6124 – FRANCE – Loi du 21 mai 2024 visant à sécuriser et à réguler l’espace numérique



Publié le 22 mai 2024
Filtre anti-arnaque, blocage rapide des sites pornographiques accessibles aux mineurs, peine de bannissement des réseaux sociaux pour les cyber-harceleurs… Voici quelques-unes des mesures de loi dite SREN pour mieux réguler l’espace numérique et protéger les internautes, notamment les plus jeunes, ainsi que les entreprises.

La loi a été promulguée le 21 mai 2024. Elle a été publiée au Journal officiel du 22 mai 2024.

Sommaire
  1. Protéger les enfants de la pornographie
  2. Contrer les arnaques, la haine et la désinformation
  3. Le Cloud, les locations touristiques, les Jonum
  4. De nouveaux pouvoirs pour les autorités chargées du DSA et du DMA
La loi s’inspire notamment des recommandations de trois rapports parlementaires sur l’industrie pornographique et sur la souveraineté numérique. Elle résulte également des règlements européens sur les services numériques (DSA) et sur les marchés numériques (DMA).
Elle a été modifié par le Parlement, qui a tenu compte, lors de la commission mixte paritaire, des deux avis circonstanciés adressés par la Commission européenne au gouvernement demandant que le texte soit mis en conformité avec le droit européen.

Protéger les enfants de la pornographie

La loi confie à l’Autorité de régulation de la communication audiovisuelle et numérique (Arcom) le soin d’établir un référentiel fixant les exigences techniques minimum auxquelles devront se conformer les systèmes de vérification d’âge des sites pornographiques, sous peine de lourdes amendes. Aucun contenu pornographique ne pourra être affiché sur l’écran du site, tant que le contrôle de l’âge de l’utilisateur ne sera pas vérifié. Ce référentiel devra être publié d’ici fin juillet 2024 et les sites pornographiques auront trois mois pour le respecter.
L’Arcom pourra également, après mise en demeure, ordonner sous le contrôle a posteriori du juge administratif qui devra statuer rapidement :
  • le blocage des sites pornographiques qui ne contrôlent pas l’âge de leurs utilisateurs ;
  • leur déréférencement des moteurs de recherche sous 48 heures.

--------

• **Consignes**
1. D'après l'extrait sur la loi SREN, à quelle date la loi a-t-elle été publiée au Journal officiel ?
2. Poursuivez l'extrait sur la loi SREN en reprenant juste après sa dernière phrase.
Les lignes ne sont pas nécessaires.

--------

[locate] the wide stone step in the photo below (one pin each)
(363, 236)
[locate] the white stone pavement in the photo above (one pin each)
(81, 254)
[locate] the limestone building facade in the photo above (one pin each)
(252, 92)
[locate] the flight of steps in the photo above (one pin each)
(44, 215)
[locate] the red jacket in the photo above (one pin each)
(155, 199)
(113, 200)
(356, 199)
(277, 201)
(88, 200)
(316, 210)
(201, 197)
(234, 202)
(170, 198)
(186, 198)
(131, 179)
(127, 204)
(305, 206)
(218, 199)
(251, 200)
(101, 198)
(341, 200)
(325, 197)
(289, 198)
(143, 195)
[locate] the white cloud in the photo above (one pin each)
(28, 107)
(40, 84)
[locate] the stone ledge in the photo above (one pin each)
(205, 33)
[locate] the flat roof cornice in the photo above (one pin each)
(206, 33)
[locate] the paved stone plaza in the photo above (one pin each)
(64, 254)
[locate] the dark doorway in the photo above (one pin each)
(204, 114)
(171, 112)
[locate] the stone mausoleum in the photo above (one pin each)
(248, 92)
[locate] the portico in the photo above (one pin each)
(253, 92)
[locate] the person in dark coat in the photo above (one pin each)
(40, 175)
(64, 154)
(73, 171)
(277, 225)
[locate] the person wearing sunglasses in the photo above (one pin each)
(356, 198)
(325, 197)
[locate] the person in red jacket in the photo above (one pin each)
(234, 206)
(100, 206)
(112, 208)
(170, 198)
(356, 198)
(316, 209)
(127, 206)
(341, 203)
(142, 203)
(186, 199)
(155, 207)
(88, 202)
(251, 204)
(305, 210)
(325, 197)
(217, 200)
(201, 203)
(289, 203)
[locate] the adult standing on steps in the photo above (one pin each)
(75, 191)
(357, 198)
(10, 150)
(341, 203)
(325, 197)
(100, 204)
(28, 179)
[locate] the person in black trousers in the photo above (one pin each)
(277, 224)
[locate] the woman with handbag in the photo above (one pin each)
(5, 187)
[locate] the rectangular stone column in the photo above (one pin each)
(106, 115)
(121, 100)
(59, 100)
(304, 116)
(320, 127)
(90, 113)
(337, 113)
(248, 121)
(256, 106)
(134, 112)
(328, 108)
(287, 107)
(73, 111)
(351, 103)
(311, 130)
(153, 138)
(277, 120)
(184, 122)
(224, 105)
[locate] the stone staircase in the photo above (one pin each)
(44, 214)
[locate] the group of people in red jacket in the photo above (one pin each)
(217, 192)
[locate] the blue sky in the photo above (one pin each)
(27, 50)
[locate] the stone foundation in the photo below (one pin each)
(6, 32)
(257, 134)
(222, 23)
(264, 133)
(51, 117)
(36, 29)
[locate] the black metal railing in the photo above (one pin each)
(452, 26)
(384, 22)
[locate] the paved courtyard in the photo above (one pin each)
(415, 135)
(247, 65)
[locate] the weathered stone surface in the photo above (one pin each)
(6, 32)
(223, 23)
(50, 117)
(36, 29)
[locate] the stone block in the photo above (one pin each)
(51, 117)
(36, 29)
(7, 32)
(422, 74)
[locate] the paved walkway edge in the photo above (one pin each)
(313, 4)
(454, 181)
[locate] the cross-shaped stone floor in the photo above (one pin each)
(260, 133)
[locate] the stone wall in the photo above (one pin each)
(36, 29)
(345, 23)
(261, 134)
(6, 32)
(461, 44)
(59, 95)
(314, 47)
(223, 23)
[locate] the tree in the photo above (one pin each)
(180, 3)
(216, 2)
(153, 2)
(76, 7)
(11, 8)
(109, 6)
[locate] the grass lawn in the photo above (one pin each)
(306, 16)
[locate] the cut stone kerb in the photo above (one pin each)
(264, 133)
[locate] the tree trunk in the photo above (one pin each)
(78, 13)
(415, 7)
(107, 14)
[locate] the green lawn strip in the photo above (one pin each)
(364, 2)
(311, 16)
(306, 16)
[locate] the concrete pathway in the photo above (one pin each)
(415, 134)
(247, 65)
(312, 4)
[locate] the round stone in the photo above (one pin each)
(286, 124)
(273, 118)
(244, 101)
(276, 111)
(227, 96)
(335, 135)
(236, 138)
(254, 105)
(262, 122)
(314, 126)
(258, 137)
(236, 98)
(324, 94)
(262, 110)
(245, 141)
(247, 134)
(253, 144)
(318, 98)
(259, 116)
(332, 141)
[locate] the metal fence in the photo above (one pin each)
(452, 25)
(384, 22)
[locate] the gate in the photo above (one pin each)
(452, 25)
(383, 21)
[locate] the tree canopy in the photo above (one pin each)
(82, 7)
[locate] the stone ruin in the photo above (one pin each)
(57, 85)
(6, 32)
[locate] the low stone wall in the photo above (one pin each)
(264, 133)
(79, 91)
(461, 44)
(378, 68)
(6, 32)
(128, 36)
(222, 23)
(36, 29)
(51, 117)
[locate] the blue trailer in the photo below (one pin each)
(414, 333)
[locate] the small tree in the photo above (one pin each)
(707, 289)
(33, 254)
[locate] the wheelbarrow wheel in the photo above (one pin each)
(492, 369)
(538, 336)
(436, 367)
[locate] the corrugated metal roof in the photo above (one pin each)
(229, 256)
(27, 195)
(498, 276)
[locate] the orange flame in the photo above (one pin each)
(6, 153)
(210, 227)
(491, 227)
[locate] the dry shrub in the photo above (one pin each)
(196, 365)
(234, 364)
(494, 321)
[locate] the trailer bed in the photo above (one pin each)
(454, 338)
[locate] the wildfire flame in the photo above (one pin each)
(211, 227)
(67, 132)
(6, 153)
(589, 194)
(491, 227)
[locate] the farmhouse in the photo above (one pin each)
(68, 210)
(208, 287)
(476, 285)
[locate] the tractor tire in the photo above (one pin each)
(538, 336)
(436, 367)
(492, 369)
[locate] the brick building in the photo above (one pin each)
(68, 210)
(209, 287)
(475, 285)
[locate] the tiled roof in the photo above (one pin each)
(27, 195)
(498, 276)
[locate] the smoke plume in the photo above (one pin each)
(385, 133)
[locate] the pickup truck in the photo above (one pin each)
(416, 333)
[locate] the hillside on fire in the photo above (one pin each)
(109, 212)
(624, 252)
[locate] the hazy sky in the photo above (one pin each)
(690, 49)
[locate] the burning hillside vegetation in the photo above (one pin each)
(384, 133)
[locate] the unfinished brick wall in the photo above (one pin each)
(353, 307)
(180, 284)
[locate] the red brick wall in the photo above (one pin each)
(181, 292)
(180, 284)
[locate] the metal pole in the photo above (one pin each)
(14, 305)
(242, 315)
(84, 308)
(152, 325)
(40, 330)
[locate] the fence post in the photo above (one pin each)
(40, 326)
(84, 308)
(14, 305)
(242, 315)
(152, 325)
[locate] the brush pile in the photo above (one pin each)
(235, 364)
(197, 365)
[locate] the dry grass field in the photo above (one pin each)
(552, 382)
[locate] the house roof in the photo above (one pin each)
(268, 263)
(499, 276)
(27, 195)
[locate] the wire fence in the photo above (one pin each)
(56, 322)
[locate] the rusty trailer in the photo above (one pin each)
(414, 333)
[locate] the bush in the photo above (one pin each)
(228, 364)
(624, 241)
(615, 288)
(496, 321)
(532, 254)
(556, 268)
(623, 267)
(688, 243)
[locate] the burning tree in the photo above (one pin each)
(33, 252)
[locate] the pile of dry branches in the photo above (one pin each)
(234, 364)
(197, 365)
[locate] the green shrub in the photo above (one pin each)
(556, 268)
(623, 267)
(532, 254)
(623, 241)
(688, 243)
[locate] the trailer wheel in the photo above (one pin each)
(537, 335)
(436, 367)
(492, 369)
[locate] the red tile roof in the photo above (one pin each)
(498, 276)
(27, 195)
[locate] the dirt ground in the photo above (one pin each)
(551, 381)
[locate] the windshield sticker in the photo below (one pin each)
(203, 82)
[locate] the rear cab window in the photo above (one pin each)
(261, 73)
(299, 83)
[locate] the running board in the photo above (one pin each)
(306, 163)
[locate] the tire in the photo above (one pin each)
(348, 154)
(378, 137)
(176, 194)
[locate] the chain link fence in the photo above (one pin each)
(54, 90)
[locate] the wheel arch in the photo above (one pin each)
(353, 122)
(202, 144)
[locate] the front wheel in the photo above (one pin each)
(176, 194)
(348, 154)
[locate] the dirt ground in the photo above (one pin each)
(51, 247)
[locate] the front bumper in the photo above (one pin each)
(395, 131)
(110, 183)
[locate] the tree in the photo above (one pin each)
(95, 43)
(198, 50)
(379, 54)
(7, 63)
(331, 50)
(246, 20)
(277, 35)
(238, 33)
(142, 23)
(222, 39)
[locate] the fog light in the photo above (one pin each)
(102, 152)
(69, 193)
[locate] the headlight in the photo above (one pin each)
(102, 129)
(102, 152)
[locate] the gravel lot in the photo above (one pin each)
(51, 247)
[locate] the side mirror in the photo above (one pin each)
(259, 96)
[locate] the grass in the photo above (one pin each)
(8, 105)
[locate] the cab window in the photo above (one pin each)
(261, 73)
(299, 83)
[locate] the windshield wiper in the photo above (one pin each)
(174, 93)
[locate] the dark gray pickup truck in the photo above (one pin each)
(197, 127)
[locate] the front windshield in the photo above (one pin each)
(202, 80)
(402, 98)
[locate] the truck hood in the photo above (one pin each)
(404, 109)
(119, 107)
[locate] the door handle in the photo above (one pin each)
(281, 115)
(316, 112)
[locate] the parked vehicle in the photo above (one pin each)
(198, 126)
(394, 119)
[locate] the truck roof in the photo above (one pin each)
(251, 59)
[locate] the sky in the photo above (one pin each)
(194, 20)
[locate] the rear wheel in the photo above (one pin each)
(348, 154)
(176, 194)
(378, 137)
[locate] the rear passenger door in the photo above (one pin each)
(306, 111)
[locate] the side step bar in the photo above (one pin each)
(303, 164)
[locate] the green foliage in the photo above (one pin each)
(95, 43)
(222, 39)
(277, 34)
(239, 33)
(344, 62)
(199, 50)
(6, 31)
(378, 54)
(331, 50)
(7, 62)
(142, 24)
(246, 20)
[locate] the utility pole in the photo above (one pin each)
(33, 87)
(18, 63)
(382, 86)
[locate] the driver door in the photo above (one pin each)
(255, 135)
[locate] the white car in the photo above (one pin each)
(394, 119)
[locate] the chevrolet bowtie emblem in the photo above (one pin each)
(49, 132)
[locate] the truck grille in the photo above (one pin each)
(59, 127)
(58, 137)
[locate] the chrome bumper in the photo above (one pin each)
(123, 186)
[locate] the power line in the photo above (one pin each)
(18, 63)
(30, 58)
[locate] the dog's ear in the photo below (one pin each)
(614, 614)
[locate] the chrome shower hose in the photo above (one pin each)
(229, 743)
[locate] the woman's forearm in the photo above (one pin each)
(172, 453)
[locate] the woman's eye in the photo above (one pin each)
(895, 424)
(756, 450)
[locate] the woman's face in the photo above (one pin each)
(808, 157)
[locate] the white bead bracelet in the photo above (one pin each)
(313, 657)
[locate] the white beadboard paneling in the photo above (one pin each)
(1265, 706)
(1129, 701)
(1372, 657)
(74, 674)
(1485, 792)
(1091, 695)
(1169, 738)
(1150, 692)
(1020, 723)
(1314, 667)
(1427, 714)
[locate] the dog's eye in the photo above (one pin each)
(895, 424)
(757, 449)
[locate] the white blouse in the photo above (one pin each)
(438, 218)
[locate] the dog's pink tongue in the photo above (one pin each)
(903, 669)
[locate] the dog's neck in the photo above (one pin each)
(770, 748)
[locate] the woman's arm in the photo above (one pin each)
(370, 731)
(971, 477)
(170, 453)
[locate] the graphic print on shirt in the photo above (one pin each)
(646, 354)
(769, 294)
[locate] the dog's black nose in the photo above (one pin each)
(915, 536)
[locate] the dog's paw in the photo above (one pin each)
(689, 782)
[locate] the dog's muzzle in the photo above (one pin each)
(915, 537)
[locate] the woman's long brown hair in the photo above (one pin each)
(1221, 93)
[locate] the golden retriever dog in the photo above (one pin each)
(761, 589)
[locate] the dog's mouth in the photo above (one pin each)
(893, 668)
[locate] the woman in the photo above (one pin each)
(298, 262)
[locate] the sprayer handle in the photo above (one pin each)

--------

• **Réponses dans l'ordre**
1. Le 22 mai 2024.

2.
L’intervention du juge judiciaire, comme le prévoyait une loi du 30 juillet 2020, ne sera plus nécessaire.
Ces nouvelles mesures visent les sites basés en France et hors Europe. Toutefois après désignation par arrêté, des sites domiciliés dans un autre pays européen pourront aussi être concernés.
En outre, les hébergeurs devront retirer dans les 24 heures les contenus pédopornographiques qui leur sont signalés par la police et la gendarmerie, sous peine d’un an de prison et 250 000 euros d’amende, voire plus en cas de manquement habituel.
Les producteurs de vidéos pornographiques devront systématiquement afficher un message d’avertissement avant et pendant la diffusion de contenus comportant la simulation d’un viol ou d’un inceste. Les actrices et acteurs ayant tourné des vidéos pornographiques pourront obtenir leur retrait sur internet, lorsque ces vidéos sont diffusées en violation des clauses de leur contrat. Conformément aux récentes recommandations du Haut Conseil pour l’égalité (HCE), la plateforme Pharos pourra, à titre expérimental, ordonner le retrait sous 24 heures ou le blocage ou le déréférencement sans délai des images d’actes de torture ou de barbarie.

Contrer les arnaques, la haine et la désinformation

Le loi prévoit la mise en place d’un filtre de cybersécurité anti-arnaque à destination du grand public. Un message d’alerte avertira les personnes lorsqu’après avoir reçu un SMS ou un courriel frauduleux, elles s’apprêtent à se diriger vers un site malveillant. Ce message renverra vers un site officiel de l’État. Le dispositif, qui doit être précisé par décret, vise à protéger les citoyens contre les tentatives d’accès frauduleux à leurs coordonnées personnelles ou bancaires.
Le texte renforce, par ailleurs, les sanctions pour les personnes condamnées pour haine en ligne, cyber-harcèlement ou d’autres infractions graves (pédopornographie, proxénétisme…). Le juge pourra prononcer à leur encontre une peine complémentaire de suspension ou « peine de bannissement » des réseaux sociaux pour six mois (voire un an en cas de récidive). Le réseau social qui ne bloquerait pas le compte suspendu encourra une amende de 75 000 euros. À l’initiative des parlementaires, cette peine a été élargie à d’autres infractions (dérives sectaires, entraves à l’avortement, menaces contre les élus…) et pourra être prononcée comme alternative aux poursuites.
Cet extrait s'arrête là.